• **Goal**: Swap "mostly hidden" for "partly hidden" wherever it occurs in the records, beginning at the start and stopping after the line that contains "[387,97,460,289]", and write those lines out again with nothing else changed. Leave the pictures out.

• **Dataset**:
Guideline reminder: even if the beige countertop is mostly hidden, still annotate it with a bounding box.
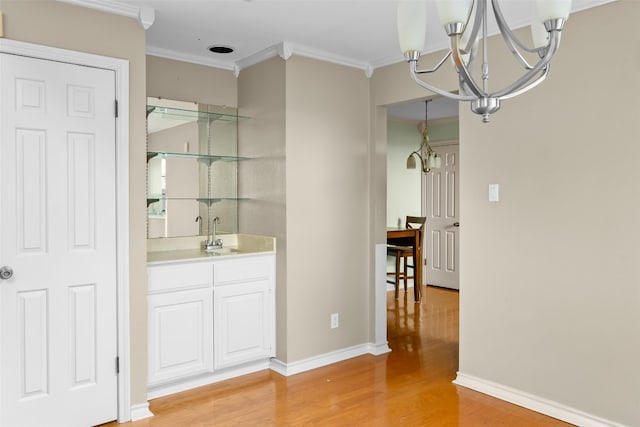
[147,234,276,264]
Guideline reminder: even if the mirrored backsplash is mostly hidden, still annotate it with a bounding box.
[147,98,248,238]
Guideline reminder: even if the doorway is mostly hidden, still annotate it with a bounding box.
[387,97,460,289]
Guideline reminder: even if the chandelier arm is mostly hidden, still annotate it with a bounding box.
[451,34,488,98]
[500,64,551,99]
[415,51,451,74]
[463,1,487,52]
[492,31,560,99]
[409,60,476,101]
[491,0,539,53]
[492,0,538,70]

• **Written answer**:
Guideline reminder: even if the beige countertop is partly hidden, still annotate it with a bounding box.
[147,234,276,264]
Guideline reminder: even if the mirrored backsplash is partly hidden, still annotate it with a bounding box.
[147,98,248,238]
Guideline reminder: even if the doorway is partly hidden, still annotate it with a bounding box.
[387,97,460,289]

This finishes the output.